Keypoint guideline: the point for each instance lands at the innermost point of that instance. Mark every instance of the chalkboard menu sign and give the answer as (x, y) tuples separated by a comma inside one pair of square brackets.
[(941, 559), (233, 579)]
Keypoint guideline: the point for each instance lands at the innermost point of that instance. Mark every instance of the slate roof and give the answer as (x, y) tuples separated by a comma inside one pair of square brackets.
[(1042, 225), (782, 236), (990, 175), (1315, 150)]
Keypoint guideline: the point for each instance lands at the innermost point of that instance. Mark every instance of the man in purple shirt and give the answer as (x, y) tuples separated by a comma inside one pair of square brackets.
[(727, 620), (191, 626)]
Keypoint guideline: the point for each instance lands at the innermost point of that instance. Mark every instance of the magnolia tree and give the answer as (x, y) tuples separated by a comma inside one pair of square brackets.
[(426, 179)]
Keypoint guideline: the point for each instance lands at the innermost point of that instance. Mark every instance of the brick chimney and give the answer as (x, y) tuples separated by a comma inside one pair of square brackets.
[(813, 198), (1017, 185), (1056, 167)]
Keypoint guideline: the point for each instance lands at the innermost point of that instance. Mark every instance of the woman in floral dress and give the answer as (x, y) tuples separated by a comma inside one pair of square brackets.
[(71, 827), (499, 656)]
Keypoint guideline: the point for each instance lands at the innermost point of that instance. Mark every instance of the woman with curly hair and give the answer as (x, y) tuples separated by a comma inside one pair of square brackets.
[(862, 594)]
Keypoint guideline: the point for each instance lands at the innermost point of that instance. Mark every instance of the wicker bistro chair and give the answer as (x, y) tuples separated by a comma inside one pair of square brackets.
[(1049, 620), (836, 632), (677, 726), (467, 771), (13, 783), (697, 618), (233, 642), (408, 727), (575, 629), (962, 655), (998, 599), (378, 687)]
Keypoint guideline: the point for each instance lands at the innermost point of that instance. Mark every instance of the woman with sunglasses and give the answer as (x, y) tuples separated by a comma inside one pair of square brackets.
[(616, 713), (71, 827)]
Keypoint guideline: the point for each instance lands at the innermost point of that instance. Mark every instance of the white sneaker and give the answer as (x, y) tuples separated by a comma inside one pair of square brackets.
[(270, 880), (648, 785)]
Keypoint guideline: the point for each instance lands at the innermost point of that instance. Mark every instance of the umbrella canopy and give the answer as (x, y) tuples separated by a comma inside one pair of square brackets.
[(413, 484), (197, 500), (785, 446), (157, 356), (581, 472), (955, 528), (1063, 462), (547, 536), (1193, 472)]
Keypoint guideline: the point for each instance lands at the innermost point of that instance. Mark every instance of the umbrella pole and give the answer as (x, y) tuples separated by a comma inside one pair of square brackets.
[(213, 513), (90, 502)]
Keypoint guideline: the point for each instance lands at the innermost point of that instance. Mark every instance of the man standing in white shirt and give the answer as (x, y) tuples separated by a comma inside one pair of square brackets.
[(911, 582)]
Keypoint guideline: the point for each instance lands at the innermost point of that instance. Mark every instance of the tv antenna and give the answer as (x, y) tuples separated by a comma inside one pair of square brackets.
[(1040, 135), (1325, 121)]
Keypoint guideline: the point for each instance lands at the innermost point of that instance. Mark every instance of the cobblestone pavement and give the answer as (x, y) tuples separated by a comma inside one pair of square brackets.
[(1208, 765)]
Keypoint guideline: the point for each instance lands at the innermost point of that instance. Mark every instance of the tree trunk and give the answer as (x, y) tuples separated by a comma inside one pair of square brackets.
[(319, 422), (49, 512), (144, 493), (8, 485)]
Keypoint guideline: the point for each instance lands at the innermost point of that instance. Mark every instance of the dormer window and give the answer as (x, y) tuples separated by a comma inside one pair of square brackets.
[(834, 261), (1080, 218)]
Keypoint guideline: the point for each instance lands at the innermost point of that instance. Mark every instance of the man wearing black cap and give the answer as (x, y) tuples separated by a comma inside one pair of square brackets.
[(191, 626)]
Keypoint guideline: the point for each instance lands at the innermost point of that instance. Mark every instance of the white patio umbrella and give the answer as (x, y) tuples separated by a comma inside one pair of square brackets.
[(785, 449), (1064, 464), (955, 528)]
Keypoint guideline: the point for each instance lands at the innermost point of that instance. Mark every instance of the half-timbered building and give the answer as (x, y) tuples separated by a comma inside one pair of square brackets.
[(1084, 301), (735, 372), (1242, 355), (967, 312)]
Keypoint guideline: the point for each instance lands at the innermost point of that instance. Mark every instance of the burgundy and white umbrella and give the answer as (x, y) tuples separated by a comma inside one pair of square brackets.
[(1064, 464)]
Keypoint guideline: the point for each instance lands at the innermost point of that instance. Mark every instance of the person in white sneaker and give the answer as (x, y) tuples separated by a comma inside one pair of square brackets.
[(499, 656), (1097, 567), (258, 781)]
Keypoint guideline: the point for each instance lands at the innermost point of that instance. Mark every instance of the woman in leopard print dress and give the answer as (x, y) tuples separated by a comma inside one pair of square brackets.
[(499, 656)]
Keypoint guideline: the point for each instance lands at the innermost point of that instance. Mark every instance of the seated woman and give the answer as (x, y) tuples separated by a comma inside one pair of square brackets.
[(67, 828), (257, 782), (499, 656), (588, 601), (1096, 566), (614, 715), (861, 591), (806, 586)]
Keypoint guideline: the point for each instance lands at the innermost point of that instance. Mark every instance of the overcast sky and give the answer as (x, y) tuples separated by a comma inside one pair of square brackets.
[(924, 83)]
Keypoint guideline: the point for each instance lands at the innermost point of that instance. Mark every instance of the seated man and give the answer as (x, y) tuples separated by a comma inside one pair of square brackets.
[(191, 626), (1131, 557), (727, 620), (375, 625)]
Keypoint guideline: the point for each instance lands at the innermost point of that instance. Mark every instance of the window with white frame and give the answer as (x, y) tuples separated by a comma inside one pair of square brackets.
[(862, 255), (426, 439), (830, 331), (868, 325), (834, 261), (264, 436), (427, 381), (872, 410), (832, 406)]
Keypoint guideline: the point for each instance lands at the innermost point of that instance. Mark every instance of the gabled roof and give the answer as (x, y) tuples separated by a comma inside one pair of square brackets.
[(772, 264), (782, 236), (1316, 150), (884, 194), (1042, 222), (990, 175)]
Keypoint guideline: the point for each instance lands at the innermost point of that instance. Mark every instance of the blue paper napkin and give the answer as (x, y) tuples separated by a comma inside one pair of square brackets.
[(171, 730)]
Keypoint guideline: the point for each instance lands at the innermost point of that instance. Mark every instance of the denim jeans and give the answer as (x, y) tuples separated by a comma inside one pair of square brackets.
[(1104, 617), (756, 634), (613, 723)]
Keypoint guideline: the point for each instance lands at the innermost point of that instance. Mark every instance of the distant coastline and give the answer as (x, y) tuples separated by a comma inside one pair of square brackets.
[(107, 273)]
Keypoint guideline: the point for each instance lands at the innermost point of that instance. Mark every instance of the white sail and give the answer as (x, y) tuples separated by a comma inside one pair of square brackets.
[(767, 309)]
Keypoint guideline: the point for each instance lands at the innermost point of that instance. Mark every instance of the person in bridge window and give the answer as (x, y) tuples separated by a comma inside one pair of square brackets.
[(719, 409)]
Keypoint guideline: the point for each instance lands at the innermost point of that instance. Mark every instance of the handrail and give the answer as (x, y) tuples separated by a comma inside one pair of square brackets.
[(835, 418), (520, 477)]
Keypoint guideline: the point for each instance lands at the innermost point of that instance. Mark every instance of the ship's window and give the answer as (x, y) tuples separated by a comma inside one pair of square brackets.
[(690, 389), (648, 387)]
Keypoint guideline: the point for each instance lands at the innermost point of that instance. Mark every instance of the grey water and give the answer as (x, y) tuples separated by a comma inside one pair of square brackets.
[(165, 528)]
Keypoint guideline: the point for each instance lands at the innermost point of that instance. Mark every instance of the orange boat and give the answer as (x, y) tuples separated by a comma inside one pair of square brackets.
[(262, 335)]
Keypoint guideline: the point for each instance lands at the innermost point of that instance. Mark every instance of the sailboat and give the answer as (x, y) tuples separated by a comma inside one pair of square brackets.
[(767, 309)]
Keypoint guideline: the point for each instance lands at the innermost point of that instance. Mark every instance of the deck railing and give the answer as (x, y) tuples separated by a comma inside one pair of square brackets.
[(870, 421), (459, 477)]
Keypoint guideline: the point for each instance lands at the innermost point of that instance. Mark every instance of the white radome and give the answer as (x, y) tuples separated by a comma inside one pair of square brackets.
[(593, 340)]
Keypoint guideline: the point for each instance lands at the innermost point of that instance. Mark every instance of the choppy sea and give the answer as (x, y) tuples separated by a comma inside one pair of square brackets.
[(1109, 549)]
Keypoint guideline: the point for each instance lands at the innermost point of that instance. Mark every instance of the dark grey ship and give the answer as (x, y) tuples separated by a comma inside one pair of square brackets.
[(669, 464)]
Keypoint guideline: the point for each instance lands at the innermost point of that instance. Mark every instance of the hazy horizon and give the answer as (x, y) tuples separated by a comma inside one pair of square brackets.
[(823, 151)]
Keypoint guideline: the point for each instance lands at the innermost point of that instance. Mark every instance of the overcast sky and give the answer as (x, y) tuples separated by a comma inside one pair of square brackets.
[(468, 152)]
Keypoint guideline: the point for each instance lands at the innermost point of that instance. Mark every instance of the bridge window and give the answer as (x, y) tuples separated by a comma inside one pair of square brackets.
+ + +
* STATED GOAL: Reproduce word for word the lines of the records between the line containing "man in purple" and the line containing "[(862, 594)]", inclusive.

* WRITTEN REPLY:
Keypoint guideline: the point for each instance lands at the innermost point of that instance. Mark every instance of the man in purple shirt and give the answer as (x, y) tuples separated by a comma inside one pair of square brackets.
[(727, 620), (191, 626)]
Keypoint guideline: the point for each instance lands at the innermost point of that instance. Mark every instance of the magnolia tree and give the answer as (x, y) tuples separated by a comma inside one pair of square brackets.
[(426, 179)]
Keypoint guideline: the point for each instance lands at the innermost point of that instance. Mark every instance of the brick chimney and give the answer as (x, y) tuples separated by a comma inside one pair of square brackets.
[(813, 198), (1017, 185), (1056, 167)]
Keypoint guideline: the point for each instance lands at the innermost point of that instance. Mark every instance of the woman in floral dress and give the answer as (x, y) tuples separated by a comma inside one pair of square brackets.
[(71, 827), (499, 656)]
Keypoint guideline: the point for each instance lands at the innermost point of that instance. Mark every instance of the woman with curly hair and give the answer as (x, y) tuples separated by a comma inside one pair of square brackets.
[(862, 594)]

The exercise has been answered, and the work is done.